◆ **EXERCISE**: Turn the lines of the material below, from the line with "Pick out each instance of the fallen" to the line with "x=298 y=190", both included, into a JSON list of strings with one string per line and blank lines left out.

(Records from a collection)
# # # # #

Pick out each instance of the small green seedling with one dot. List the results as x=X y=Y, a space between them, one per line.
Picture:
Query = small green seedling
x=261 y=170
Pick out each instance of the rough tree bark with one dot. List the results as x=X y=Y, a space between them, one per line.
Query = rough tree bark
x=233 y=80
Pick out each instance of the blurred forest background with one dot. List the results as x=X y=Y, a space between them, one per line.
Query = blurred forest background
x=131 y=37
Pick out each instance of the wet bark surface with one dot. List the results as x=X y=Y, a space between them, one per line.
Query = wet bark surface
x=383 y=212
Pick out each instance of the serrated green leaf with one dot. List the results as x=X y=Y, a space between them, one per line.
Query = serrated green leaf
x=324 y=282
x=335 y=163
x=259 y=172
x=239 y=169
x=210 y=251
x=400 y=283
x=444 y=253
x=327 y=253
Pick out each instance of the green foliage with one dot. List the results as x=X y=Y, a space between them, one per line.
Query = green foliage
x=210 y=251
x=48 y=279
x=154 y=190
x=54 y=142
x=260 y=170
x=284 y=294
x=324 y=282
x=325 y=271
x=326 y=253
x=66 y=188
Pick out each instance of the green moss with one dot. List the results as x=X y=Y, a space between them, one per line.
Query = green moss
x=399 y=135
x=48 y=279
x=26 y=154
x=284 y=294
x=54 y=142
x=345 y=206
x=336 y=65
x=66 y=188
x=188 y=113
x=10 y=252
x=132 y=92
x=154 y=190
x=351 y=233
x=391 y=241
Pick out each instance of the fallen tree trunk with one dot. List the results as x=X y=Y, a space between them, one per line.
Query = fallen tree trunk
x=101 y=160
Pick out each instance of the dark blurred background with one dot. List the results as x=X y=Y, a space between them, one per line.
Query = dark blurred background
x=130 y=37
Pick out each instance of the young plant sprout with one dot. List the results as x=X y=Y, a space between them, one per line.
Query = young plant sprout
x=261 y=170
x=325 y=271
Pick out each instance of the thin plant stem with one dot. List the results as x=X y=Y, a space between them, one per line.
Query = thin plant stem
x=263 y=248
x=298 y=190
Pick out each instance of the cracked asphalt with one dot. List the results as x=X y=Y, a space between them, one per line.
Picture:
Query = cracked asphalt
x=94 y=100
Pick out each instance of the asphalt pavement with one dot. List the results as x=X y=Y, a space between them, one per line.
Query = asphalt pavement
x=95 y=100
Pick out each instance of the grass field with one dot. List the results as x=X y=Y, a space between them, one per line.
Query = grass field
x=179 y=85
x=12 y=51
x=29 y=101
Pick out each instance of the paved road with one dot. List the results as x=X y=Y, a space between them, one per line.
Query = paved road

# # # # #

◆ **THE ANSWER**:
[
  "Pick out each instance of the fallen tree trunk with one dot. List the results as x=X y=Y, a space between them, one per line.",
  "Query = fallen tree trunk",
  "x=101 y=160",
  "Pick out each instance of the dark blurred background with one dot. List the results as x=X y=Y, a space between them, one per line.",
  "Query = dark blurred background",
  "x=130 y=37",
  "Pick out each instance of the young plant sprout with one dot. List the results as x=X y=Y, a space between them, one per line.",
  "Query = young plant sprout",
  "x=261 y=170",
  "x=325 y=271",
  "Pick out each instance of the thin plant stem with one dot. List the results as x=X y=Y, a space between them, one per line.",
  "Query = thin plant stem",
  "x=263 y=248",
  "x=298 y=190"
]